Location labeling records:
--------------------

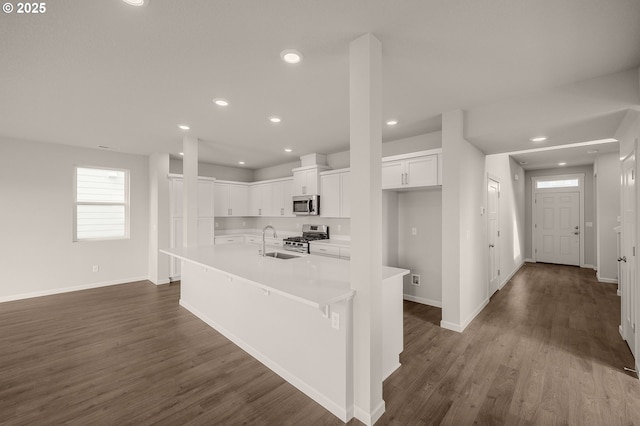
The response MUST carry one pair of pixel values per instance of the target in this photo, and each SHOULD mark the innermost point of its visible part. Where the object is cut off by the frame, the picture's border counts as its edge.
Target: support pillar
(190, 191)
(365, 97)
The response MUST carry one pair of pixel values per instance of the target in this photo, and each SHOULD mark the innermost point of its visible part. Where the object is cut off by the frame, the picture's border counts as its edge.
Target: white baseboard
(367, 418)
(606, 280)
(516, 269)
(460, 327)
(422, 300)
(70, 289)
(475, 313)
(451, 326)
(342, 413)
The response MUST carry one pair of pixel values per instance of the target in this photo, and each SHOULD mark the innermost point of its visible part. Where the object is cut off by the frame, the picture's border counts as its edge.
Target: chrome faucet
(275, 235)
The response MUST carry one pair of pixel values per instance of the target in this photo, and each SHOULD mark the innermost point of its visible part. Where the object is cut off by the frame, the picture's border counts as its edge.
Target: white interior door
(558, 227)
(493, 232)
(628, 289)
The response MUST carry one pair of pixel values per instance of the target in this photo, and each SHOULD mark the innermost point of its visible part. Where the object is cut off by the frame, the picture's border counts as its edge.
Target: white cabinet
(306, 180)
(271, 198)
(206, 231)
(335, 191)
(412, 170)
(281, 197)
(231, 199)
(261, 201)
(230, 239)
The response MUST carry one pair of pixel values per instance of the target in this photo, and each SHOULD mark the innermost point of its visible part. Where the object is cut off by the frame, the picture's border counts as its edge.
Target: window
(101, 204)
(560, 183)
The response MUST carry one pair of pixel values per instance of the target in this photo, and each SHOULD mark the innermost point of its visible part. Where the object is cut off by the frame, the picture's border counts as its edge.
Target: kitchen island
(293, 315)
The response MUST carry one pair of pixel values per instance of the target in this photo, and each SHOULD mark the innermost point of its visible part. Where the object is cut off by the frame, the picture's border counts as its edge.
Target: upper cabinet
(415, 170)
(306, 180)
(335, 193)
(231, 199)
(271, 198)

--------------------

### REQUIRED WORK
Print each line of the material above exactly, with the pictures removed from your copy.

### EXERCISE ANSWER
The response MUST carry one pair of pixel values per instance of the target in this photo, and each SHOULD mark the innermost point of its visible part. Where the object is cut off by the frame, the picture's border counts as its edge.
Target: support pillar
(190, 191)
(365, 97)
The response MUST carry one pair of pixel values per instance of the target in this photo, and each SHOULD mark the innermost point of its visible part. Where the object is cut off by the frame, the picture's border counts as its edge.
Target: white baseboard
(367, 418)
(606, 280)
(516, 269)
(460, 327)
(422, 300)
(70, 289)
(475, 313)
(451, 326)
(342, 413)
The response MUST carry one pair of pixel values per instance of the target in this photo, and each SHOULD mark the innermost point of its visible part. Where the object is cut off by the frame, the picture's border counts as its edge.
Target: chrome faucet
(275, 235)
The response MUST carry one pair of pixel values per instance of the target in this photo, and each SHOULD mark the innermost point of its visible part. Where the object is cut off by the frame, the picture's border counts as its edge.
Target: white interior door
(558, 227)
(493, 232)
(628, 289)
The response MUST carry one pair of pixel values per instance of the target in this photo, and each SHOULD mark the innermost point of its visible part. Where the object is cut off by the frame, the picture's border counts as its edge.
Target: white cabinet
(306, 180)
(271, 198)
(206, 231)
(335, 191)
(412, 170)
(281, 197)
(231, 199)
(261, 201)
(230, 239)
The response MUST carry one pair of pixel values per instance of the target in this photo, and each SHOULD mark the innermost point of its visible part. Where the object is cut off by the frame, the picture's border counts as its edge.
Target: window
(101, 204)
(560, 183)
The response MUST carry one pair of pixel values per instance of the target in this photo, and each SHOULD mark the innermost point of its visible part. Where the object is cut off by the frame, the picture's border counts as its edge.
Target: kitchen island
(293, 315)
The response MUST carry one pair of pixel values per instance of the target in this photo, and each SHOULD mark the innermost point of its visible part. Where the object is cut off by the frame, the picture's border counts as its edge.
Target: upper cabinet
(415, 170)
(306, 180)
(335, 193)
(231, 199)
(271, 198)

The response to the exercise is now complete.